What you should do:
Return each line of the data that follows exactly as it reads.

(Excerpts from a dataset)
□ □ □ □

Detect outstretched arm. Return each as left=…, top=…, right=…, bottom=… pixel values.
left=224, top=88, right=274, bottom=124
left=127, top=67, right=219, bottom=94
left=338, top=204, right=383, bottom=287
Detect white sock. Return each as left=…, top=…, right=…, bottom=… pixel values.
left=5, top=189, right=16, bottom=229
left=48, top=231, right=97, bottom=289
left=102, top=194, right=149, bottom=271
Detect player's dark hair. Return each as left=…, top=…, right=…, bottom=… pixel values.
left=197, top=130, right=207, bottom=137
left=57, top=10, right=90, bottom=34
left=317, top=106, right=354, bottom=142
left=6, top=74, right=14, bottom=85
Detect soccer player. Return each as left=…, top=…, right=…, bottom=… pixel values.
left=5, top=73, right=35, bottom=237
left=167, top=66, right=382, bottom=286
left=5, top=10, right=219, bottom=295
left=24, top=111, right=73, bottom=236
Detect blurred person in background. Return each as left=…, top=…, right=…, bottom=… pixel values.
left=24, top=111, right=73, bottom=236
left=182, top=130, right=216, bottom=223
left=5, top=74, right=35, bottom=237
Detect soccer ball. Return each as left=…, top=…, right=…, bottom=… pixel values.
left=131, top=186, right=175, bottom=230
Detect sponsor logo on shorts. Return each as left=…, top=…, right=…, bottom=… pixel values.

□ □ □ □

Response:
Detect outstretched arm. Return each as left=…, top=…, right=…, bottom=… pixel values.
left=224, top=88, right=274, bottom=124
left=127, top=67, right=219, bottom=94
left=338, top=204, right=383, bottom=287
Detect white sock. Return each as left=…, top=…, right=…, bottom=… pixel values.
left=5, top=189, right=16, bottom=229
left=48, top=231, right=97, bottom=289
left=102, top=194, right=149, bottom=271
Detect player's dark hair. Return each as left=…, top=…, right=…, bottom=… pixel values.
left=197, top=130, right=207, bottom=137
left=57, top=10, right=90, bottom=34
left=317, top=106, right=354, bottom=142
left=6, top=74, right=14, bottom=85
Detect soccer player. Return each as left=…, top=…, right=…, bottom=… pixel values.
left=5, top=73, right=35, bottom=237
left=167, top=66, right=382, bottom=286
left=5, top=10, right=219, bottom=295
left=24, top=111, right=73, bottom=236
Detect blurred person in background. Return each as left=…, top=…, right=…, bottom=… pixel values.
left=24, top=111, right=73, bottom=236
left=182, top=130, right=216, bottom=223
left=5, top=74, right=35, bottom=237
Detect soccer ball. Return each as left=…, top=…, right=…, bottom=… pixel values.
left=131, top=186, right=175, bottom=230
Detect sponsor logo on shorts. Return each as left=…, top=…, right=…, bottom=… pixel values.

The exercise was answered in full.